→ **REQUIRED TASK**
Swap "integer pixel coordinates" for "whole-number pixel coordinates" throughout the lines below, and reproduce everything else unchanged.

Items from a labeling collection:

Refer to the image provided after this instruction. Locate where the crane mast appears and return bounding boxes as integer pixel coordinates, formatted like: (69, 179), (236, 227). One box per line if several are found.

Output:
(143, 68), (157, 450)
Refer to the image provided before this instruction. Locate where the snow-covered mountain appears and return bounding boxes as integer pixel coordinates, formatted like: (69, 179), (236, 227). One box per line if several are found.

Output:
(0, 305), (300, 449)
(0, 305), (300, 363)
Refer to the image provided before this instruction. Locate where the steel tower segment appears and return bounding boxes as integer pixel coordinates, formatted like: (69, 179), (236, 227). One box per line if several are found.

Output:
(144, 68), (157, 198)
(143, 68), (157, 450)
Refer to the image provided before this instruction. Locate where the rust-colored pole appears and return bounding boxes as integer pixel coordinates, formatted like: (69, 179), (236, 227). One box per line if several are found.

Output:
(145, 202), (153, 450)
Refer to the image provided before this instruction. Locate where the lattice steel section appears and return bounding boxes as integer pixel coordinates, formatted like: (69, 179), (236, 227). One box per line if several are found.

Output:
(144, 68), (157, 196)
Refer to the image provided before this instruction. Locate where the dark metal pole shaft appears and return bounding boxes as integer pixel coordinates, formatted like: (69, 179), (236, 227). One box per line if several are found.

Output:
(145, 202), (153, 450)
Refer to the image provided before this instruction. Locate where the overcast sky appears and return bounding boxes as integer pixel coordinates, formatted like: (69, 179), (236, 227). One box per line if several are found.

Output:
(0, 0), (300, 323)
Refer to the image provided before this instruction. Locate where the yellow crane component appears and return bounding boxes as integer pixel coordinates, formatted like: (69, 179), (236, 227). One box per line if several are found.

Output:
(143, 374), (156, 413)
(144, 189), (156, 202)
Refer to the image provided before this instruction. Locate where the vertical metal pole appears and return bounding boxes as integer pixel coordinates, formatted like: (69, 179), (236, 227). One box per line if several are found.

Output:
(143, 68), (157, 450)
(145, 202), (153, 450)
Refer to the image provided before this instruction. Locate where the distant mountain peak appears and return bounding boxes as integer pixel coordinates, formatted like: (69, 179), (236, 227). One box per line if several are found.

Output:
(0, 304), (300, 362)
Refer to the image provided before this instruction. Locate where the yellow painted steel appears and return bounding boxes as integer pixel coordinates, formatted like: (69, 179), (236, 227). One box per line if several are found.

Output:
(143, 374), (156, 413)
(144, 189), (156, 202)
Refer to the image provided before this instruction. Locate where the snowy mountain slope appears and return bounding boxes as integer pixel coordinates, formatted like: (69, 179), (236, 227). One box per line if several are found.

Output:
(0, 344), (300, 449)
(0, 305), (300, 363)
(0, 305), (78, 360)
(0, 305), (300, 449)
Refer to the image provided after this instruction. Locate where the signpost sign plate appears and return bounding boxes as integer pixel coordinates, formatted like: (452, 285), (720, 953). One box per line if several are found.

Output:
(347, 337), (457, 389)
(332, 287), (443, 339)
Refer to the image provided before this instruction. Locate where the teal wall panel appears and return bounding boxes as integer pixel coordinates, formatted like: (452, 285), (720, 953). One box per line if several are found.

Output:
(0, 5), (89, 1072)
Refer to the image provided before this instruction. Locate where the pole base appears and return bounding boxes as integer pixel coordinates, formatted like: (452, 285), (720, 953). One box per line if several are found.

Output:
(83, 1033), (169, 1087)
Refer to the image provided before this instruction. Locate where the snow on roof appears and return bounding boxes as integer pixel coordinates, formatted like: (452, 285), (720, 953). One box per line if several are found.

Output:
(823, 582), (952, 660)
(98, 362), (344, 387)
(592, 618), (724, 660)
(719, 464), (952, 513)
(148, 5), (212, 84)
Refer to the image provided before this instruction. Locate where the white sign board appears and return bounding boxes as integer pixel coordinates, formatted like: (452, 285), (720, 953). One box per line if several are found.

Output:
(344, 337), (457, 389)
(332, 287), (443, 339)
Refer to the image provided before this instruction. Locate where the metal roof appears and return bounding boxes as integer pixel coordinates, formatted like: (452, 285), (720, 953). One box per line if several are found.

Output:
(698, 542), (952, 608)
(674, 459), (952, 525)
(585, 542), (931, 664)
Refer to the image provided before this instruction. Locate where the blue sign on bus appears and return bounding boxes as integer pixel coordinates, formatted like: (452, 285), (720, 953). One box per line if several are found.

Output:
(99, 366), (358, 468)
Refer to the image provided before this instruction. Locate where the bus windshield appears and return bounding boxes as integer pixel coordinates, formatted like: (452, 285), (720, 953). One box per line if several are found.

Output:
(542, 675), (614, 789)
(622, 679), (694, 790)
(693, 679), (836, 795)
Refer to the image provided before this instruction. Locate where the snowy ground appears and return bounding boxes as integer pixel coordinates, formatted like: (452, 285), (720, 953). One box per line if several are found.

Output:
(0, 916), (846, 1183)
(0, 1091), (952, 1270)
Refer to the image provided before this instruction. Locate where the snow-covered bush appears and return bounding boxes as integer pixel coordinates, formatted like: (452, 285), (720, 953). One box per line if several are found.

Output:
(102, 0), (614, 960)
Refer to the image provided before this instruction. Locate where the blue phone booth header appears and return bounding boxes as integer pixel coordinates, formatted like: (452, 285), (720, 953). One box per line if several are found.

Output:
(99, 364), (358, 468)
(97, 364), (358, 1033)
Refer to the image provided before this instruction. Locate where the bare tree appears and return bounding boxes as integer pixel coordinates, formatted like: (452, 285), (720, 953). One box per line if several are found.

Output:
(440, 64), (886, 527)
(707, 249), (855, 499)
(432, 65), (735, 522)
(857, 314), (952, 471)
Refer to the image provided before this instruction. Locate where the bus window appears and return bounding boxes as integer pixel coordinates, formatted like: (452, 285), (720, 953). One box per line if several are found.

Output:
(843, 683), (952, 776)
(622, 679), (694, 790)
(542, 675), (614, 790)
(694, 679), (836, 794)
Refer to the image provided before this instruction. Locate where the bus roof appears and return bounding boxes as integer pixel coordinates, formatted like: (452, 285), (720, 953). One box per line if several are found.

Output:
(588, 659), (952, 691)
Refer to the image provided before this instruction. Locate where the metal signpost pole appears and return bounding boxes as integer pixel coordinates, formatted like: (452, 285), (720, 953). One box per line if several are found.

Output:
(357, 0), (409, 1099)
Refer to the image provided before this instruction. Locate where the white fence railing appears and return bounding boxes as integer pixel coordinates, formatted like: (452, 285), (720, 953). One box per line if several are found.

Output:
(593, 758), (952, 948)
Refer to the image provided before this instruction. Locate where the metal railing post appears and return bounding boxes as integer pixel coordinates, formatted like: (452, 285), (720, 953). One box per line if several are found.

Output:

→ **EXPECTED ANSWER**
Refer to the image provided after this instruction. Locate where the crane mast appears and return bounding boxes as whole-number pixel coordinates, formatted like: (69, 179), (236, 227). One box per line if several are found.

Output:
(143, 68), (157, 450)
Refer to the image provided before this instruction. Locate where the snow-covered mountain appears and return bounding boxes as whole-number pixel coordinates, formatted like: (69, 179), (236, 227). One box per line if several are found.

Output:
(0, 305), (300, 449)
(0, 305), (300, 363)
Refer to the image provided before this instruction. Locate where the steel tower segment appears and return bounding boxes as whole-number pixel coordinates, formatted like: (69, 179), (236, 227). One box per line if several are found.

Output:
(144, 68), (157, 198)
(143, 68), (157, 450)
Refer to the image provided before this instruction. Locate where the rust-colored pole appears and return bounding boxes as whole-number pixel coordinates, formatted like: (69, 179), (236, 227). One box per line if several are found.

Output:
(145, 202), (153, 450)
Refer to the image provided before this instruction. Locate where the lattice steel section appears and return bounding boxes as whole-number pixel coordinates, formatted like: (69, 179), (236, 227). One box per line if several are found.

Output:
(144, 68), (157, 196)
Refer to the image provided before this instruction. Locate where the dark metal pole shaft appears and return bounding boxes as whole-number pixel coordinates, formatted like: (69, 179), (236, 227). One box per line if several are found.

Output:
(145, 202), (153, 450)
Refer to the image provided before this instruction. Locate where the overcast sky appears and return bounding boxes as whole-number pixel coordinates, formatted like: (69, 179), (236, 227). One box per line if several are found.

Output:
(0, 0), (300, 323)
Refer to the image provided before this instruction. Locate where the yellow crane component appears and return bounding boxes as whole-number pixel coordinates, formatted like: (69, 179), (236, 227). One box per line if several are found.

Output:
(143, 374), (156, 413)
(144, 189), (156, 202)
Refer to the image provided before this instruction. Locate where the vertical metal pole appears and return bounding boxes as whole-number pixel coordinates, formatted like: (69, 179), (236, 227). One box per line if several are found.

Output:
(143, 68), (157, 450)
(145, 202), (153, 450)
Refer to the image provided before this instruction. Locate where the distant mountain peak appears and return bounding boxes as whole-number pixel coordinates, formatted like: (69, 179), (236, 227). One box per line if several are found.

Output:
(0, 304), (300, 362)
Refer to the image provided before this instruction. Locate where the yellow painted steel appears and return bounding boxes as whole-number pixel coordinates, formatted like: (69, 179), (236, 227). One box per line if several are found.

Output:
(143, 374), (156, 413)
(144, 189), (156, 202)
Refer to the image provided before this instruction. Locate where the snowy mountain slope appears and return bounding boxes as whole-number pixel coordinates, formatted like: (69, 179), (236, 227). One box per line if several are found.

Output:
(0, 344), (300, 449)
(0, 305), (300, 363)
(0, 305), (78, 360)
(0, 305), (300, 449)
Refer to the image provided after this instruction. Locate where the signpost sign plate appears and return bounding boxes as whole-number pixel coordinates, formatted like: (452, 285), (720, 953). One box per line if several are found.

Output:
(347, 337), (457, 389)
(332, 287), (443, 339)
Refer to the image provided before this instruction. Locate where the teal wall panel appears and return bounding boxes as whole-number pixel coordinates, formatted like: (452, 285), (720, 953). One box per line if several are found.

Output:
(0, 5), (89, 1072)
Refer to the image provided before this instruction. Locate where the pole base appears and return bounding boxes as whole-number pixel coordinates, formatted like: (452, 285), (720, 953). One box per line if several are found.

Output:
(83, 1033), (169, 1087)
Refer to the image provided before this instruction. Locate where the snow on roof appears and return bounding boxes as whole-number pixel coordinates, formatted like: (452, 285), (720, 953). One box per line if several are found.

Output:
(823, 582), (952, 660)
(98, 362), (344, 387)
(592, 618), (724, 660)
(719, 464), (952, 513)
(148, 5), (212, 84)
Refer to the image provided before this instruction. Locate where the white sign board appears and return bounding boxes as whole-number pixel coordinates, formatted like: (452, 285), (720, 953). One box per line if several are found.

Output:
(344, 337), (457, 389)
(332, 287), (443, 339)
Refer to the image provided before this instruction. Locate where the metal roof appears and return bounding boxes as whole-number pixel coordinates, formatted like: (452, 285), (720, 953). One box per line if several are found.

Output:
(698, 542), (952, 608)
(674, 459), (952, 525)
(585, 542), (931, 664)
Refer to the image provided before this instruction. Locate where the blue sign on bus appears and return bounding boxes as whole-number pixel coordinates, formatted like: (452, 285), (720, 953). One box per line if several are found.

Output:
(99, 366), (358, 468)
Refer to the image provided before this instruction. Locate where the bus windshield appears and return bounding boxes as whole-number pixel coordinates, formatted like: (452, 285), (720, 953). One box per line if several are found.

Output:
(542, 675), (614, 789)
(622, 679), (694, 790)
(693, 679), (836, 795)
Refer to the image provided before this instruction. Locate where the snowy ground appears and return bounding boxes as whole-number pixel coordinates, formatted like: (452, 285), (720, 953). One box per line if several are found.

Output:
(0, 916), (846, 1183)
(0, 1091), (952, 1270)
Refer to the image provided before this instruction. Locate where the snow-covered bush appears and return bounding boxes as whole-number pixel coordinates, formatted like: (452, 285), (720, 953). One box per line if several are found.

Output:
(102, 0), (614, 960)
Refer to the image provided before this instruction. Locate where the blue phone booth header appears and return bounding boxes as whole-number pixel coordinates, formatted like: (452, 285), (720, 953). One box per line if several are found.

Output:
(99, 364), (358, 468)
(97, 364), (358, 1033)
Refer to the image provided before this instruction. Locate where the bare tree appears and return bounding boxes as whole-number pixel coordinates, formatted like: (452, 285), (720, 953). One box per line if several are found.

Output:
(440, 64), (886, 527)
(707, 249), (855, 499)
(432, 65), (735, 522)
(857, 314), (952, 471)
Refer to the image provided before this instruction. Locate where the bus window appears and return bounding boxes as whole-number pixel coordinates, formatted like: (452, 285), (720, 953). One box per line if several are found.

Output:
(843, 683), (952, 776)
(622, 679), (694, 790)
(542, 675), (614, 790)
(694, 679), (836, 794)
Refer to the image provided before this instruction. Locate where the bus roof appears and return bounding boxes as whole-number pixel coordinates, formatted like: (452, 285), (720, 953). One box per line if several are found.

Output:
(588, 659), (952, 691)
Refer to the image provided before this instruction. Locate where the metal signpost pole appears and return bounding boxes as whole-number pixel coordinates, formatted like: (452, 285), (720, 953). One box per line if several are found.

Output:
(357, 0), (409, 1099)
Refer to the image provided before this instruction. Locate where the white fence railing appears and return bounding boxes as whole-number pixel coordinates, formatted like: (452, 285), (720, 953). One box per line if several are found.

Output:
(593, 758), (952, 948)
Refer to the image provided before this instruction. Locate where the metal railing post appears and return bounding boxes as whole-number pixel coordinates, formatted like: (452, 285), (720, 953). One box per line if several are found.

Output:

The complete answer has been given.